> Goal: Return every line in the rows below that contains the string "instance".

> Input data:

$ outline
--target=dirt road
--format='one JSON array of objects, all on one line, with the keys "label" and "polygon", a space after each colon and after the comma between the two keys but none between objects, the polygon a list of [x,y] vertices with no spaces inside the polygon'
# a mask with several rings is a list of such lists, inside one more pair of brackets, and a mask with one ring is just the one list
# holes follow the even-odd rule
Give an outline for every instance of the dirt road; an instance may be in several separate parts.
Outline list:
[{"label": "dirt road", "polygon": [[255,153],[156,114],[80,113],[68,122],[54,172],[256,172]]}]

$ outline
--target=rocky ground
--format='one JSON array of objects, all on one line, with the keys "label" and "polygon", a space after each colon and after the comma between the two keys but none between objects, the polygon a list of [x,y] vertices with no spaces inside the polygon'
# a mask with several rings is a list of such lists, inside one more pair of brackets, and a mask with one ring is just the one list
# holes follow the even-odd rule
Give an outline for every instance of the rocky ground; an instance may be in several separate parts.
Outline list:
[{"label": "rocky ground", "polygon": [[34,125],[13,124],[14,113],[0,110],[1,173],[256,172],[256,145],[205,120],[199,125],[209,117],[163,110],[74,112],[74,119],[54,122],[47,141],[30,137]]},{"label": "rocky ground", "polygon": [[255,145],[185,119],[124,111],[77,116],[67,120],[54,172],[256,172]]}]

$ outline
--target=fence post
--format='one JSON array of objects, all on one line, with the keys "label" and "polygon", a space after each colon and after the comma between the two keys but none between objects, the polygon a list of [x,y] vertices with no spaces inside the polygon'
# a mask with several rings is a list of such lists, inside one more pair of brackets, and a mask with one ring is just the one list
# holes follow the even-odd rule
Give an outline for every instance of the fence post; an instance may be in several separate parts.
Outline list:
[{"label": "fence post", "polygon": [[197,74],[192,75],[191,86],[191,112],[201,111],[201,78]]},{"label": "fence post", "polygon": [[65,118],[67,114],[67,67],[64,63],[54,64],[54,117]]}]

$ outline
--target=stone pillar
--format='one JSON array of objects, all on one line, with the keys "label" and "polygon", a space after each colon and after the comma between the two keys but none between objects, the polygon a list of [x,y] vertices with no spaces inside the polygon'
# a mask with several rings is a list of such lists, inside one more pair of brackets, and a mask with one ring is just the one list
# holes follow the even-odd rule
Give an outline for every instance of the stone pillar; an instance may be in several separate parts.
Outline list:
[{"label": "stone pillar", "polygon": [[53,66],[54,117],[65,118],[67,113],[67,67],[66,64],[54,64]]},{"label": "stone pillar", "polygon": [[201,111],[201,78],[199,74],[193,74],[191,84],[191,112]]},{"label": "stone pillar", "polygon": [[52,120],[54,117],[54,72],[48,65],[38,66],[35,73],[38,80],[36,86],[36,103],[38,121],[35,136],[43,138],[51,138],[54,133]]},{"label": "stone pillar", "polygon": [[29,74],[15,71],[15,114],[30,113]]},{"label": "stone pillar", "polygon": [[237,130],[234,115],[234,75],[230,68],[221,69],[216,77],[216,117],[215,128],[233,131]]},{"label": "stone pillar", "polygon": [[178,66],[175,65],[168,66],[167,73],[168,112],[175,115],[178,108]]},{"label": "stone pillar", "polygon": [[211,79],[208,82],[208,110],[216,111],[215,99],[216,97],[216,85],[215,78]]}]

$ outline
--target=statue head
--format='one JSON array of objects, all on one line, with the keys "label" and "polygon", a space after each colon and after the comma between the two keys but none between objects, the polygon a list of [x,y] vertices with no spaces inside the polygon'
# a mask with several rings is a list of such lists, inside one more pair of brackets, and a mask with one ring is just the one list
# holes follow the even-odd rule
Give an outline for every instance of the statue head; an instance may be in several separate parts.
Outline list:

> Exercise output:
Give an outline for every instance of the dirt road; an instance may be in several separate parts.
Give an outline for every instance of the rocky ground; an instance may be in several separate parts.
Give an outline for every instance of the fence post; an instance may be in several separate parts.
Give an outline for every instance of the stone pillar; an instance may be in several separate parts.
Give an outline for every instance of the statue head; an instance may be in several separate parts.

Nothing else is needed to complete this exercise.